* _Natural-language object grounding data_:
.....
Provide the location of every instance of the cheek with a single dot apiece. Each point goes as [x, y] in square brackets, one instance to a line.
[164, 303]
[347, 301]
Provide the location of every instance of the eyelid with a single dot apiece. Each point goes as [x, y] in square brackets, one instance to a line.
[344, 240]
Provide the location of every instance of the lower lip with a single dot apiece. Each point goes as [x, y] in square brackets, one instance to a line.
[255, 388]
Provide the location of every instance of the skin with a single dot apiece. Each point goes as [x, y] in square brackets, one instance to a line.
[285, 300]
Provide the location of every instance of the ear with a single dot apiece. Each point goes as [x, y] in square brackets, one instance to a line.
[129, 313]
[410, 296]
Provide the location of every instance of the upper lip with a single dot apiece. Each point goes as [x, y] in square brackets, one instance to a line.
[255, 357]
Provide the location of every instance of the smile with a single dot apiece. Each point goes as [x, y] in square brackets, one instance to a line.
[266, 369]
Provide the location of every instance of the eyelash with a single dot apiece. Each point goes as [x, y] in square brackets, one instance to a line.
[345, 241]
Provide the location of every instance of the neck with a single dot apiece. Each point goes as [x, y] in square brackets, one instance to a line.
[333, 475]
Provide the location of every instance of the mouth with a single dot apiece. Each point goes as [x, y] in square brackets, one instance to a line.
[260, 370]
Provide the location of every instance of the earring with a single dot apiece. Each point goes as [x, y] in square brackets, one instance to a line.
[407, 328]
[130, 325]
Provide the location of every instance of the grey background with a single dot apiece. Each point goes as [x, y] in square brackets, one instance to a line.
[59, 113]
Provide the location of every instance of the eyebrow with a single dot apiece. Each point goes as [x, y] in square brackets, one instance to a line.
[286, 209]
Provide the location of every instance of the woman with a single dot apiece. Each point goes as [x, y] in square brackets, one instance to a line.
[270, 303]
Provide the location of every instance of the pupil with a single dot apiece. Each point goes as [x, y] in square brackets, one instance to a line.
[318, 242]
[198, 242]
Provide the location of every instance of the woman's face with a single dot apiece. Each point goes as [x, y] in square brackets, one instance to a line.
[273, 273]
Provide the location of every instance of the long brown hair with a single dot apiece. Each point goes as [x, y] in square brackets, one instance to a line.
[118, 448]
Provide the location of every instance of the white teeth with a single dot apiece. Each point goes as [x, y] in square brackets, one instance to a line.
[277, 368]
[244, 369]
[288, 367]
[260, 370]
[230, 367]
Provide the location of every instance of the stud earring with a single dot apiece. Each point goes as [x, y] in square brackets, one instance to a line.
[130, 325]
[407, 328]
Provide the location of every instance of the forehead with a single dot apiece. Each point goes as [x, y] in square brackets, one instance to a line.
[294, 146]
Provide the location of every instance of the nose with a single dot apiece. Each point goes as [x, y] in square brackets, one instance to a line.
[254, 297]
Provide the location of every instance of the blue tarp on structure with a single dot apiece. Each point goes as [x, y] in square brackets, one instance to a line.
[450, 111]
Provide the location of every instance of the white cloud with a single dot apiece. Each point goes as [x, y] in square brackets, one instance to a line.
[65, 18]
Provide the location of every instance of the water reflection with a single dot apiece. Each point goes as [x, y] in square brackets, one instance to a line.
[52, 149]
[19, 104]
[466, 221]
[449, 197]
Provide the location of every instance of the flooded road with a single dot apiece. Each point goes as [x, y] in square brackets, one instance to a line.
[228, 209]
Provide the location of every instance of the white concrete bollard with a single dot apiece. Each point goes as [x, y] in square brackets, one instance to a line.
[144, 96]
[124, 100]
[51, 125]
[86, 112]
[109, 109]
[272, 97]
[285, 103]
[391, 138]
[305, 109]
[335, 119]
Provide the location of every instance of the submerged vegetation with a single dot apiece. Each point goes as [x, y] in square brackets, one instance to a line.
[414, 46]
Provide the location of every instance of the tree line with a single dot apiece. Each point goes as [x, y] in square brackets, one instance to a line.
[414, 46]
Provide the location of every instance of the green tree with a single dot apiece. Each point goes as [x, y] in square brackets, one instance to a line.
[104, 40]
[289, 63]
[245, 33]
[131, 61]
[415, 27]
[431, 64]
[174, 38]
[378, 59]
.....
* _Activity_: What you return should match every line above exactly.

* _Written response_:
Provide the location of every instance of the cheek with a single dot apiece. Each point goes as [x, y] in square brackets, one instance to a line.
[164, 303]
[347, 301]
Provide the location of every instance of the eyelid with a single dot apiece. Each point goes as [x, y] in square brackets, one instance to a line.
[344, 240]
Provide the location of every instance of the lower lip with a single dot apiece. Each point goes as [x, y] in square brackets, one instance to a line.
[255, 388]
Provide the location of every instance of the skin with a single dot apiece. Each point goes as [x, y] in square brackets, one instance to a line.
[285, 300]
Provide the location of every instance of the ear with a single dot apiece. Each point goes as [x, y] in square brackets, one instance to a line.
[129, 313]
[410, 296]
Provide the location of every instance of the upper lip with a single dot apiece. Each point goes as [x, y] in square brackets, one instance to a line.
[255, 357]
Provide the location of every instance of the smile with a single dot apiece. Each point goes as [x, y] in square brackets, one instance to a line.
[266, 369]
Provide the location of every instance of the eyelash with a single dot apiece. Each point goes as [x, y] in square brackets, one instance to a line.
[345, 241]
Provide the location of every instance of the neck with a single dot apiece. Each point goes as [x, y] in square brackets, one instance to a line.
[333, 475]
Provide the location of every instance of the mouth with a single dot apiece. Each point goes as [x, y] in square brackets, one instance to a line.
[260, 370]
Provide the location of every instance of the earring with a single dot apiece. Each point goes as [x, y] in square brackets, one instance to a line.
[407, 328]
[130, 325]
Provide the location of every instance of the grey background with a single dot apiece. Each point goes as [x, y] in square brackets, one instance to a line.
[59, 113]
Provide the location of every instance of the eyebrow with a single dot apiece. Each point goes as [x, y] in square brackets, one instance to a line.
[286, 209]
Provide the location of every instance of the woman with a single dot apiece. Each point goes as [x, y] in square brackets, one instance to a line.
[270, 303]
Provide the location of every instance of the pupil with a single dot apiece. Each point goes as [x, y] in square brackets, one instance to a line.
[318, 242]
[198, 242]
Provide the location of every instance of the woman's face with a single dot apiece. Each point goes as [x, y] in square brackets, one instance to a line.
[273, 273]
Provide the location of every instance of the long brown hair with a single dot apiece. Each point goes as [x, y] in square brackets, one instance to a line.
[118, 448]
Provide the location of every instance of the white teeth with a single dot apiece. Each point goes as [x, y] in square brackets, one instance to a line.
[277, 368]
[244, 369]
[288, 367]
[260, 370]
[230, 367]
Provide the location of every instance of the stud earring with a single dot apiece. Each point goes as [x, y] in square brackets, one instance to a line.
[130, 325]
[407, 328]
Provide the location of every instance of the forehead with a single dot apiece. Each point goes as [x, y] in square brackets, one instance to a line.
[294, 146]
Provide the location of every instance of the nose with a single dot apiece. Each point goes as [x, y] in square brackets, one instance to a line.
[254, 297]
Provide the location of every instance of the blue tarp on structure with a single dot apiece. Each point goes as [x, y] in square brackets, one instance to a line.
[450, 111]
Provide the location of every instance of the white cloud with a single dot apiece. Each point goes as [x, y] in square brackets, one instance to a line.
[65, 18]
Provide the location of every instance of the water reflection with a single dot apiece. Each point goes as [x, y] in square brackets, one instance to a line.
[52, 149]
[19, 104]
[466, 221]
[449, 197]
Provide the location of every instance of the flooded road with a single dot apiece. Each point goes as [x, y] in square brackets, one instance to a line.
[228, 209]
Provide the location of every instance of the white concrete bollard with a single dot apiece. Each point goes as [x, y] in square brackets, one instance to a line.
[144, 96]
[124, 100]
[51, 125]
[86, 112]
[109, 109]
[272, 97]
[285, 103]
[391, 138]
[305, 109]
[335, 119]
Provide the location of every instance of the submerged vegetation with a single dot apiece. Each point goes as [x, y] in square brackets, one instance to a line.
[414, 46]
Provide the location of every instance of the tree line with a single dot apiece. Each point goes as [x, y] in square brackets, one instance to a line.
[414, 46]
Provide the location of every instance of the green tree with a single dot apiece. Each point goes as [x, y] in square brackets, one instance to a line.
[104, 40]
[289, 63]
[245, 33]
[131, 61]
[415, 27]
[431, 64]
[174, 38]
[378, 59]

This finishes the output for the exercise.